→ **ENUNCIADO**
Pasa todas las líneas del listado de abajo a una lista numerada y omite las que estén en blanco.

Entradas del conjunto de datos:
______

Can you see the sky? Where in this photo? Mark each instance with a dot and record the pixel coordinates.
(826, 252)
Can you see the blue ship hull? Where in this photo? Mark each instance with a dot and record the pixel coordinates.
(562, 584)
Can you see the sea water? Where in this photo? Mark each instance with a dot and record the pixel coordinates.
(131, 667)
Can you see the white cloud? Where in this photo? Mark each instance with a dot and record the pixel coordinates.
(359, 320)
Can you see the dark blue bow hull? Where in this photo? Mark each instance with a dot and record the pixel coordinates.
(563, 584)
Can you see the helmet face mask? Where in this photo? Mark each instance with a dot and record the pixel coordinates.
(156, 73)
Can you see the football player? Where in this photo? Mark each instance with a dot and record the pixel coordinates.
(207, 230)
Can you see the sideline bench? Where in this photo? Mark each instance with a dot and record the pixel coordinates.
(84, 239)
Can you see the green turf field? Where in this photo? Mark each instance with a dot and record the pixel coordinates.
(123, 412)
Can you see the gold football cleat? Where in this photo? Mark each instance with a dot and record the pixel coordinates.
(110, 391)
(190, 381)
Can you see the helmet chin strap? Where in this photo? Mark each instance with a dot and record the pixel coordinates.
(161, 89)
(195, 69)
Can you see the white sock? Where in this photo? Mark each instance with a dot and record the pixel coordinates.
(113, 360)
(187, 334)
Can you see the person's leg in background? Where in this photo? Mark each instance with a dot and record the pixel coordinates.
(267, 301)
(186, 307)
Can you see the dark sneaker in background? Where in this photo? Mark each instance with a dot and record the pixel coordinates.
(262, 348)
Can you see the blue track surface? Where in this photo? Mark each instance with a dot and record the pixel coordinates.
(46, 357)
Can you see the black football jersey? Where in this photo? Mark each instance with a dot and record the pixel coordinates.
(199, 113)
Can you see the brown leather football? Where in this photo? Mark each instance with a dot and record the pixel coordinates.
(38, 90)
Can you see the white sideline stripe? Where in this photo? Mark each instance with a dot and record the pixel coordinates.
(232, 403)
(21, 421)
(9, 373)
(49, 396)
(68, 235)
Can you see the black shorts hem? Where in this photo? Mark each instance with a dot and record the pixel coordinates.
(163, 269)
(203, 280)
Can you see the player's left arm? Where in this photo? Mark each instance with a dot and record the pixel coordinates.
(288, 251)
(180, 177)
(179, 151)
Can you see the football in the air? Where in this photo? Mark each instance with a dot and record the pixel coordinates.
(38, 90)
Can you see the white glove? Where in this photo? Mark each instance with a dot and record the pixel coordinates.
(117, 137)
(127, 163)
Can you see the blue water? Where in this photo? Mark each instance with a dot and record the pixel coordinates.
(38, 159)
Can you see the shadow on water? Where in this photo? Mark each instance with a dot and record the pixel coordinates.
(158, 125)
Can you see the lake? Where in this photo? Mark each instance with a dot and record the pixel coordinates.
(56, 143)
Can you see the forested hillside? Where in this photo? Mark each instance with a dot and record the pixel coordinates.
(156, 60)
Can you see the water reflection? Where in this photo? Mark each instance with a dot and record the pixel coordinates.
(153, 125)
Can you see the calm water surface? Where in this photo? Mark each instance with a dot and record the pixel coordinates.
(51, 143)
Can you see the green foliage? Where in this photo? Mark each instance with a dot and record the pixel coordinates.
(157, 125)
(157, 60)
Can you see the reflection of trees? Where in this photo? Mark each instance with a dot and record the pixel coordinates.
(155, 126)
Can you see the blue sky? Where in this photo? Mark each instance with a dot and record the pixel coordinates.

______

→ **RESULTADO**
1. Can you see the sky? Where in this photo? Mark each instance with a dot and record the pixel coordinates.
2. (826, 252)
3. Can you see the blue ship hull? Where in this photo? Mark each instance with a dot and record the pixel coordinates.
4. (562, 584)
5. Can you see the sea water? Where in this photo? Mark each instance with a dot and record the pixel coordinates.
6. (131, 667)
7. Can you see the white cloud? Where in this photo? Mark each instance with a dot and record the pixel coordinates.
8. (359, 320)
9. Can you see the dark blue bow hull? Where in this photo? Mark each instance with a dot and record the pixel coordinates.
10. (563, 584)
11. Can you see the helmet face mask? Where in this photo? Mark each instance with a dot and record the pixel coordinates.
12. (156, 73)
13. Can you see the football player? Where in this photo? Mark each instance with a dot and record the pixel coordinates.
14. (207, 230)
15. Can you see the sideline bench? Where in this photo? Mark each instance with a dot and record the pixel coordinates.
16. (84, 239)
17. Can you see the green turf field? Where in this photo? Mark each instance with a dot and record the pixel coordinates.
18. (123, 412)
19. Can you see the gold football cleat? Where in this photo? Mark each instance with a dot and record the pixel coordinates.
20. (110, 391)
21. (190, 381)
22. Can you see the helmet chin strap? Where in this photo? Mark each instance with a dot and record the pixel coordinates.
23. (161, 89)
24. (195, 69)
25. Can you see the white sock? Where in this photo? Mark each instance with a dot and record the pixel coordinates.
26. (113, 360)
27. (187, 334)
28. Can you see the person's leg in background? Where in this photo? Mark each instance with a dot and record the pixel coordinates.
29. (267, 301)
30. (186, 307)
31. Can you see the dark sneaker in background? Where in this photo? Mark each instance with a dot and record the pixel coordinates.
32. (262, 348)
33. Can you see the blue track surface? Where in this photo? Mark each instance with a dot and record the pixel coordinates.
34. (46, 357)
35. Can you see the black football jersey? Where in this photo? Mark each instance with a dot and record the pixel coordinates.
36. (199, 113)
37. Can you see the brown leather football? Where in this photo? Mark each instance with a dot and record the pixel coordinates.
38. (38, 90)
39. Can you see the white sideline stripe? Where in this photo? Mark each instance with a dot and record the pixel coordinates.
40. (232, 403)
41. (21, 421)
42. (9, 373)
43. (49, 396)
44. (68, 235)
45. Can you see the black shorts hem? Where in this photo? Mark each instance with a dot and record the pixel coordinates.
46. (163, 269)
47. (203, 280)
48. Can you see the player's left arm? Where in this photo? Mark each instance with a dot and record the pixel coordinates.
49. (288, 251)
50. (180, 177)
51. (179, 151)
52. Can you see the football in the air? Where in this photo? Mark each instance with a dot and record the pixel coordinates.
53. (38, 90)
54. Can you see the white glove? Where in this photo? Mark each instance with a dot and record the pixel coordinates.
55. (117, 137)
56. (127, 163)
57. Can you see the blue water? Where in this photo? Mark each instance with a dot and record the pixel coordinates.
58. (38, 159)
59. Can you see the shadow on water? Where in this photo? Mark each instance with a dot and record the pixel coordinates.
60. (158, 125)
61. Can you see the lake? Where in this photo? Mark each instance with a dot and record the pixel coordinates.
62. (56, 143)
63. Can you see the forested hillside? Where in this photo? Mark each instance with a dot and record the pixel coordinates.
64. (156, 60)
65. Can you see the water reflection? Where in this photo? Mark each instance with a dot and record the pixel coordinates.
66. (153, 125)
67. Can you see the calm water surface? Where in this photo? Mark each instance with a dot and record the pixel coordinates.
68. (51, 143)
69. Can you see the green foliage? Where in this photo? Mark each instance with a dot and record the pixel coordinates.
70. (157, 125)
71. (157, 60)
72. Can you see the reflection of trees? Where in this photo? Mark each instance with a dot and record the pixel coordinates.
73. (155, 126)
74. Can you see the blue sky? Where in this photo? Mark each instance with a dot and record the pixel coordinates.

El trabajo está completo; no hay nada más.